*INSTRUCTION*
Please update the lines below by replacing "instance" with "occurrence" and leaving everything else unchanged.

====== LISTED ENTRIES ======

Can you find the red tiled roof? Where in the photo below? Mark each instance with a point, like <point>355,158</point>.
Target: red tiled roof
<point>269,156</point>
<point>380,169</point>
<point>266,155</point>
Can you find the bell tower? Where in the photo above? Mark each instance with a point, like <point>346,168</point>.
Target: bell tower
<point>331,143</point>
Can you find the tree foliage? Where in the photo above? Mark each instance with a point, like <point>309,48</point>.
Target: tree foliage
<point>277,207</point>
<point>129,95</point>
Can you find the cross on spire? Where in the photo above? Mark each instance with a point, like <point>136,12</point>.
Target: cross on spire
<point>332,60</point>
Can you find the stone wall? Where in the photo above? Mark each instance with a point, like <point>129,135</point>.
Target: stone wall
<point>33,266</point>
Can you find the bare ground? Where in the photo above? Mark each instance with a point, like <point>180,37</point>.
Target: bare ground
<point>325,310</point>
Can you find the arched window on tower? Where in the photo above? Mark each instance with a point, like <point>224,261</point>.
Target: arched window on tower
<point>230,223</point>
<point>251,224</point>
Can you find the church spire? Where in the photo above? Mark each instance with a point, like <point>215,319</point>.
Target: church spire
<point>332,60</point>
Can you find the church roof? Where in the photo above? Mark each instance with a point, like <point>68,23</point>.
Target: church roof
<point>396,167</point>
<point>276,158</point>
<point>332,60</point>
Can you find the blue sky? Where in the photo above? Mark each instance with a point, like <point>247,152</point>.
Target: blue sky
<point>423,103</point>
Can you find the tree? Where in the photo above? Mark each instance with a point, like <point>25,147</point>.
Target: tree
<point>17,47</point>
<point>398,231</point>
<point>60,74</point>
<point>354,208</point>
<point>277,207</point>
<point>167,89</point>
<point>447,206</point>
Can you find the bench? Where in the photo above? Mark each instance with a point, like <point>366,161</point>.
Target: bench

======

*RESULT*
Can you find the red tiled roof? Where in the photo below? Mark each occurrence with a point, like <point>355,158</point>.
Target: red tiled roof
<point>269,156</point>
<point>380,169</point>
<point>266,155</point>
Can you find the bell tower? Where in the photo above? Mark each occurrence with a point, like <point>346,168</point>.
Target: bell tower
<point>331,143</point>
Can you find the tree foliage? Where in the photo above? Mark each occurrence with a point, like <point>309,48</point>.
Target: tree foliage
<point>277,207</point>
<point>129,95</point>
Can you find the cross on spire? Where in the photo above? Mark each occurrence with a point, like <point>136,12</point>.
Target: cross on spire
<point>332,60</point>
Can you find the stone wall? Where in the photo above? Mark each occurrence with a point, like <point>129,135</point>.
Target: stone wall
<point>33,266</point>
Can you find the bare ground? Where in the photo above? Mark each occurrence with a point, like <point>180,37</point>.
Target: bare ground
<point>325,310</point>
Can you find the arched window on tower? Where in the photo above? Mark each occurrence with a point, like <point>224,261</point>.
Target: arched window on tower
<point>230,223</point>
<point>251,224</point>
Can you find the church spire? Where in the photo above? Mark each occurrence with a point, like <point>215,319</point>.
Target: church spire
<point>332,60</point>
Can you find the church roof? Where in the photo above? Mark each occurrence with a point, like <point>68,23</point>.
Target: church roof
<point>396,167</point>
<point>276,158</point>
<point>332,60</point>
Can you find the blue sky? Where in the photo above? Mark each occurrence with a point, like <point>247,152</point>.
Target: blue sky
<point>423,103</point>
Can you find the tree? Where in the photo above? Mark each occurrence with a point, like <point>25,147</point>.
Target: tree
<point>17,47</point>
<point>398,231</point>
<point>60,74</point>
<point>354,208</point>
<point>277,207</point>
<point>167,89</point>
<point>447,206</point>
Can you find the bench? Where in the photo above? Mark each occurrence with a point, like <point>366,161</point>.
Target: bench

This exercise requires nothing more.